── Document segment
For authenticating our Colab account to download datasets from Kaggle, we create an API token at ``https://www.kaggle.com/<username>/account``.

For that, go to the 'Account' tab of your user profile and 
select 'Create API Token'. This will trigger the download of ``kaggle.json``, a file containing your API credentials. 

##### 2- Create folders

Create a Kaggle folder in the Colab environment.

In [None]:
# Create 'kaggle' folder
!mkdir '/content/kaggle'

In [None]:
# Prepare folders in the Colab environment
import os
os.mkdir('/root/.kaggle')
os.chdir('/root/.kaggle')

##### 3- Upload Kaggle API token

In [None]:
# After downloading the API token from kaggle.com, upload it to Colab
from google.colab import files
files.upload()

Saving kaggle.json to kaggle.json


{'kaggle.json': b'{"username":"emrahyener","key":"18159badcc78760ab64a5c9a80b62671"}'}

##### 4- Allocate permission

In [None]:
# Allocate the required permission for this API token
## This code modifies the access such that only you can access and read the kaggle.json file
## The permission code 600 means "the owner can read and write"
os.chmod('/root/.kaggle/kaggle.json', 600)

# Get back to the Kaggle folder
os.chdir('/content/kaggle')

##### 5- Download and unpack dataset

In [None]:
# Download dataset
!kaggle datasets download -d rmisra/news-category-dataset

Downloading news-category-dataset.zip to /content/kaggle
 20% 5.00M/25.4M [00:00<00:01, 15.9MB/s]
100% 25.4M/25.4M [00:00<00:00, 68.2MB/s]


In [None]:
 # Extract dataset
!unzip news-category-dataset.zip

Archive:  news-category-dataset.zip
  inflating: News_Category_Dataset_v2.json  


In [None]:
# Get back to the default ('content/') location
!cd ..

### Data preparation
After downloading the ``news-category-dataset`` file from Kaggle, we have extracted the ``News_Category_Dataset_v2.json`` file which contains our news articles labeled with the topics. The content will be used as training and test sets.

To use this data for fine-tuning and testing of our classification model with ``simpletransformers``, the labeled news articles need to be provided in a Pandas DataFrame structure with 2 columns: One column contains the text and the other one contains the labels. The text column should be ``str`` (string). The label column should be ``int`` (integer).

#### Convert dataset to Pandas DataFrame
As we have explained above, our topic classification model expects its input as a Pandas Dataframe. 

First, we use the ``read_json()`` function to convert the ``News_Category_Dataset_v2.json`` file into a Pandas DataFrame ``df``.




In [None]:
# Read data from JSON
df = pd.read_json("/content/kaggle/News_Category_Dataset_v2.json", orient="records", lines=True)

#### List the content of the dataset
Now the DataFrame ``df`` contains the complete dataset. Below, we list the first three rows to see the content of our dataset with the ``head()`` function.




In [None]:
# List the first three rows
df.head(3)
────
Requirement: Extend the Colab tutorial above on downloading and preparing the Kaggle news category dataset, picking up right after its final code line. The entries that come next are separate material and are not part of the Colab tutorial.
── Dataset extract
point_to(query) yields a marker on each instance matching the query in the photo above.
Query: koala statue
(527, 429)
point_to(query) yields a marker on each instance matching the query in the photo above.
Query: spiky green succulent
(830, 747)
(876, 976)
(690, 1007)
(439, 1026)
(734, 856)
────
Output for this exercise:
Unnamed: 0,category,headline,authors,link,short_description,date
0,CRIME,There Were 2 Mass Shootings In Texas Last Week...,Melissa Jeltsen,https://www.huffingtonpost.com/entry/texas-ama...,She left her husband. He killed their children...,2018-05-26
1,ENTERTAINMENT,Will Smith Joins Diplo And Nicky Jam For The 2...,Andy McDonald,https://www.huffingtonpost.com/entry/will-smit...,Of course it has a song.,2018-05-26
2,ENTERTAINMENT,Hugh Grant Marries For The First Time At Age 57,Ron Dicker,https://www.huffingtonpost.com/entry/hugh-gran...,The actor and his longtime girlfriend Anna Ebe...,2018-05-26


#### Create a new empty DataFrame
As we see above, our dataset ``df`` contains 6 columns and some of them contains irrelevant data for our task. 

In the [Data preparation](#scrollTo=W0du7Fa21C-1) section, we have explained that we prepare a DataFrame with two columns: One column contains the text and the other one contains the labels. For this reason, we create a new empty Pandas DataFrame and create two columns as ``text`` and ``labels``. Then we extract the data we need from the dataset ``df``.

In [None]:
# Create a new DataFrame
data = pd.DataFrame()

#### Define columns of the DataFrame

We have created a new empty DataFrame ``data``. Now we create two columns as ``text`` and ``labels``.


First of all, we have to decide the content of our ``text`` column. It will contain information about the related news article. If we look at our dataset ``df``, we see that it has two columns which contain information about the news. They are ``headline`` and ``short_description`` columns. For example, let`s look at the ``headline`` and ``short_description`` columns of the first row:

In [None]:
# Print the "headline" and "short_description" columns of the first row
print(" Headline: ",df["headline"][0],"\n","Short Description: ", df["short_description"][0])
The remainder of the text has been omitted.